EXTRACTED MATERIAL below:

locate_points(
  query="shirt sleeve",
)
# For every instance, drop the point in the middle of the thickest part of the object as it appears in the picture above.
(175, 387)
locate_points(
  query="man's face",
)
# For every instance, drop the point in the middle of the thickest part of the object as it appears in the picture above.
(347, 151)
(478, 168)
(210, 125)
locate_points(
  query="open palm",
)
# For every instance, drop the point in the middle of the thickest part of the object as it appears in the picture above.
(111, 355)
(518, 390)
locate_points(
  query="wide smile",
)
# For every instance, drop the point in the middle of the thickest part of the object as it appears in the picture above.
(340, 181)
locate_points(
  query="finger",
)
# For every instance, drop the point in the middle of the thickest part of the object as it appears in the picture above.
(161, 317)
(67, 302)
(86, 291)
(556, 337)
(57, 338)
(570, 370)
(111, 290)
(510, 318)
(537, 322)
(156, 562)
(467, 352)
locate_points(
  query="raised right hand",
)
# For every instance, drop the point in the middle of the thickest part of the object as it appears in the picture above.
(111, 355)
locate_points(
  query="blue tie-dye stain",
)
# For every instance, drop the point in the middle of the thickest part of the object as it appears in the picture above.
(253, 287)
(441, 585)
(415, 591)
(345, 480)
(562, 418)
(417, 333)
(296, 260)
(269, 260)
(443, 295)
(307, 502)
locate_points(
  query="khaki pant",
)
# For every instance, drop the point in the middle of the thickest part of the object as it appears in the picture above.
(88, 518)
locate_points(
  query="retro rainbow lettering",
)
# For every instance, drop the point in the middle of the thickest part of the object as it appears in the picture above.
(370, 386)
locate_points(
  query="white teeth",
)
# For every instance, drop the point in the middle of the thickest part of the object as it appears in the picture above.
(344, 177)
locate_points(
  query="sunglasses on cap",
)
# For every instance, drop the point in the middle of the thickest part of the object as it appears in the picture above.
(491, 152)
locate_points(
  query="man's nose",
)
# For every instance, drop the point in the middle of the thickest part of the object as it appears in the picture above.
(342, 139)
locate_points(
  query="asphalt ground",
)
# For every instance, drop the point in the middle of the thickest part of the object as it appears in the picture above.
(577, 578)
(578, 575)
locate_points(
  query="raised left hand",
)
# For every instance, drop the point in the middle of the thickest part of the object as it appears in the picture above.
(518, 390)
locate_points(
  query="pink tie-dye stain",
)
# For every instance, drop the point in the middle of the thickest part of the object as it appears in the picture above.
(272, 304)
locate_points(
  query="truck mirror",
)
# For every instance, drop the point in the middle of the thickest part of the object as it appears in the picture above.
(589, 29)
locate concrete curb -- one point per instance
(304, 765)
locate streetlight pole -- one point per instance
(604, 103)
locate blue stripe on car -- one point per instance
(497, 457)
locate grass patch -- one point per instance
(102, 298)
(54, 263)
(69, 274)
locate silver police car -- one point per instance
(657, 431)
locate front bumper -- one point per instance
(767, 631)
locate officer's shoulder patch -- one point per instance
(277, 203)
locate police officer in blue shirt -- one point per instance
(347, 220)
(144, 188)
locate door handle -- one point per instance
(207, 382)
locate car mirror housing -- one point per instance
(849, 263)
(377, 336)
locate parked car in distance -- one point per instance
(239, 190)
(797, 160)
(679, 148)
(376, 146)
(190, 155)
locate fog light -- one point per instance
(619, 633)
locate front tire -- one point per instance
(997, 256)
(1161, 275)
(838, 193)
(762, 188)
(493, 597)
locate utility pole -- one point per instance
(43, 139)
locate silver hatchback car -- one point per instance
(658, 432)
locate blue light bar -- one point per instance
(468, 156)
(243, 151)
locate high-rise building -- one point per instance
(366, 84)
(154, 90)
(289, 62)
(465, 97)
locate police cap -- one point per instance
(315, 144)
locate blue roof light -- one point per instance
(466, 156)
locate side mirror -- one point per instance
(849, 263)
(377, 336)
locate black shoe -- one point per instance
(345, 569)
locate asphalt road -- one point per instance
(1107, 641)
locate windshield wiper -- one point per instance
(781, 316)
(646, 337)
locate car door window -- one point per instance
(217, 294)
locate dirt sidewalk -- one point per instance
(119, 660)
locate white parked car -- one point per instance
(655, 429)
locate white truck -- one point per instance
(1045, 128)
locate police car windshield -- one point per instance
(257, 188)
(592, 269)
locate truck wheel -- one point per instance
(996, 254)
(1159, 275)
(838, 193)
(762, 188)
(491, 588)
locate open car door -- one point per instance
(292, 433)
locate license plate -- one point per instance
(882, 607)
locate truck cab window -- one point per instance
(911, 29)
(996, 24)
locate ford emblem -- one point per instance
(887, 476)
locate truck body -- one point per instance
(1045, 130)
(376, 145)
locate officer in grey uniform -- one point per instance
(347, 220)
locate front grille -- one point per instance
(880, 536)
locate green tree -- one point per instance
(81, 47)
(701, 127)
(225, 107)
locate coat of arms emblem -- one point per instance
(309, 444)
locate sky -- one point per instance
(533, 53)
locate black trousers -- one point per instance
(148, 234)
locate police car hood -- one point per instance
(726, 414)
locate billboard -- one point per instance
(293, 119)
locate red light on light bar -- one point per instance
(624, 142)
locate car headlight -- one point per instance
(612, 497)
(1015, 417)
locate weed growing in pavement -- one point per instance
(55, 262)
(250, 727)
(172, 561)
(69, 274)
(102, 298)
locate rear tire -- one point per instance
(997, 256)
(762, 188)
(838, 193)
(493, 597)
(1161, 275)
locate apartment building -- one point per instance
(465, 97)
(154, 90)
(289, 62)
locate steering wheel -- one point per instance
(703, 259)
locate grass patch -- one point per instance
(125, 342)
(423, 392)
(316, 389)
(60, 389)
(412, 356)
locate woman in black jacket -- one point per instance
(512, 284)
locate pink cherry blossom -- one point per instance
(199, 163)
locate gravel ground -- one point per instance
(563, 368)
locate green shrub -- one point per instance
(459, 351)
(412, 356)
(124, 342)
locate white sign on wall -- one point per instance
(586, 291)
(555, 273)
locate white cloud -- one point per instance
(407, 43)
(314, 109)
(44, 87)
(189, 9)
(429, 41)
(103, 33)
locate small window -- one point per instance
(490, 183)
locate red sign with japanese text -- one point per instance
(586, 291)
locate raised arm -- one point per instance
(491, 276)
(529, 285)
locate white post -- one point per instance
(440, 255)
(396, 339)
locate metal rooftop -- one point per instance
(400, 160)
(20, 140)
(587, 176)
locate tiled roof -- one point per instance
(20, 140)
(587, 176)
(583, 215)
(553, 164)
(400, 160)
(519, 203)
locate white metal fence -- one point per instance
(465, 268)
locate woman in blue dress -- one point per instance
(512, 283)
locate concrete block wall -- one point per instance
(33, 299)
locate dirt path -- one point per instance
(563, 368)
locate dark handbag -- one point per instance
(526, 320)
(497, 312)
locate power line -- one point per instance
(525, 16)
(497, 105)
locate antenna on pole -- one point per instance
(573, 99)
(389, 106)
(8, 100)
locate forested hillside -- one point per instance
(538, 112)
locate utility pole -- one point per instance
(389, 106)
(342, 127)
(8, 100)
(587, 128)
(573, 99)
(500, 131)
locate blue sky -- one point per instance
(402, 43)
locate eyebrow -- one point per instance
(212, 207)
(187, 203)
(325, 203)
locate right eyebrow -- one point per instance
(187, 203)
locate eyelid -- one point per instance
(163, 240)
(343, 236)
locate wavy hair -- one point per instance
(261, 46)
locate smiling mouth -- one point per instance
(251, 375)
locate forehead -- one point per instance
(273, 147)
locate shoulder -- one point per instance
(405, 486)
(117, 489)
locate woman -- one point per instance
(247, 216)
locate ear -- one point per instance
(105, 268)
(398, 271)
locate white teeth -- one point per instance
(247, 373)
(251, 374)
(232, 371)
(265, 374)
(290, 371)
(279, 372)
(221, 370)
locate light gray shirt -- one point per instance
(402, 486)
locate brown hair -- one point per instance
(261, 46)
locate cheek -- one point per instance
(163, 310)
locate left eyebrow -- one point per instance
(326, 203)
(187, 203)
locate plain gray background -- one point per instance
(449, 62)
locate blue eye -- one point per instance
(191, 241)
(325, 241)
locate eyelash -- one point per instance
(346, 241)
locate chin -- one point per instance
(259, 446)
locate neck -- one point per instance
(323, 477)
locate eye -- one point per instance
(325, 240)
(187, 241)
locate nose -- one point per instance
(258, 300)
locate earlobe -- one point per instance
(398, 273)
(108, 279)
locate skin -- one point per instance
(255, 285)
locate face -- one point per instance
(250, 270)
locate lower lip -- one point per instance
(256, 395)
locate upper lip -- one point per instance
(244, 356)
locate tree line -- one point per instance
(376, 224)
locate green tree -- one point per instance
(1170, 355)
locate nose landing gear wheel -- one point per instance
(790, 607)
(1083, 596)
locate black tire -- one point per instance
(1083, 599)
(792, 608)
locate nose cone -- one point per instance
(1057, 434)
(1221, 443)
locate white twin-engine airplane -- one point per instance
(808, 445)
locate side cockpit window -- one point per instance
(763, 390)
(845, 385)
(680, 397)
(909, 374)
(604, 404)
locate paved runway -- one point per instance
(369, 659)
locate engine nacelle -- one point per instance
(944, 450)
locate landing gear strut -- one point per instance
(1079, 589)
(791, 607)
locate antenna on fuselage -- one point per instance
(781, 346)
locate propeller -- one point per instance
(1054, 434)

End of EXTRACTED MATERIAL.

PROBLEM -
Your task is to copy every line in the entries that holds the string "stain".

ANSWER SPACE -
  query="blue tie-dye stain",
  query="pink tie-dye stain",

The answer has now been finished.